PROBLEM DESCRIPTION:
Copy the lines word for word, starting at the line that contains "Can you find the white shed?" and ending after the line that contains "[[683, 340], [753, 340], [931, 338]]".

· · · ·

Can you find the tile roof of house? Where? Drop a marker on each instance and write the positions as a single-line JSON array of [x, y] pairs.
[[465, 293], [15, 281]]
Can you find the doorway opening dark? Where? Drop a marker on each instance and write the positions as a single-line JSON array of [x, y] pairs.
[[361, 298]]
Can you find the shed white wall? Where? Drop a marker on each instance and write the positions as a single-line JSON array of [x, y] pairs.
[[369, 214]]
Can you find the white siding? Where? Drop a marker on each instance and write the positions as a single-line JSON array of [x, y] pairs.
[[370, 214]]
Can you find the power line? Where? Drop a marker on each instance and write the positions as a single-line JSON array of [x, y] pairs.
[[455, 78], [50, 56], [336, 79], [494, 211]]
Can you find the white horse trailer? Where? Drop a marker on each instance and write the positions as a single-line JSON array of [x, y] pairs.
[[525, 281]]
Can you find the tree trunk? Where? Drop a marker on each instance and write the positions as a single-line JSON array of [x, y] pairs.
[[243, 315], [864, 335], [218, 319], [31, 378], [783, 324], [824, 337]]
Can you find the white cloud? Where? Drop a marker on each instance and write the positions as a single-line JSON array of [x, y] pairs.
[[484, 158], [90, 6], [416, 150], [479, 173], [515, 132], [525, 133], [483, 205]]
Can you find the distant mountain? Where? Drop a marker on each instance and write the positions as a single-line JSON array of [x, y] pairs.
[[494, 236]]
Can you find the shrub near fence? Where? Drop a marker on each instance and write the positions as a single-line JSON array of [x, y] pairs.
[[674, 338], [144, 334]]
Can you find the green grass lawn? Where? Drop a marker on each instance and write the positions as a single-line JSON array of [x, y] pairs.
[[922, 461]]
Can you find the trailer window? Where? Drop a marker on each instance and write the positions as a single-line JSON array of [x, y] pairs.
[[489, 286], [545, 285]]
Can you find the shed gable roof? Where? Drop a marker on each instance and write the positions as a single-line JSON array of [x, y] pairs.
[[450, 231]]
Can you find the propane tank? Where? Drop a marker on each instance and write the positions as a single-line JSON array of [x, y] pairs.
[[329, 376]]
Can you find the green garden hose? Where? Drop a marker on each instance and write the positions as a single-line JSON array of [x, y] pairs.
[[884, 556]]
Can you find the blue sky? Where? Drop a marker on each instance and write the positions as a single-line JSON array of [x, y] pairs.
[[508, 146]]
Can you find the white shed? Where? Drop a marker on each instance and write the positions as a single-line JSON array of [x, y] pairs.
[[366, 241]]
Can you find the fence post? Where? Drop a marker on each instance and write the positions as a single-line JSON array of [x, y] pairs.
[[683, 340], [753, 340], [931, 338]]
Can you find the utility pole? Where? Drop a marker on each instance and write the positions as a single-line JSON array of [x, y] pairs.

· · · ·

FULL ANSWER:
Can you find the white shed? Where? Drop a marker on each instance and write the positions as a single-line JSON array of [x, y] pairs.
[[366, 241]]
Can you find the fence post? Where? Drop a marker on each instance and write the positions as a single-line JSON array of [x, y] pairs.
[[683, 340], [753, 340], [931, 338]]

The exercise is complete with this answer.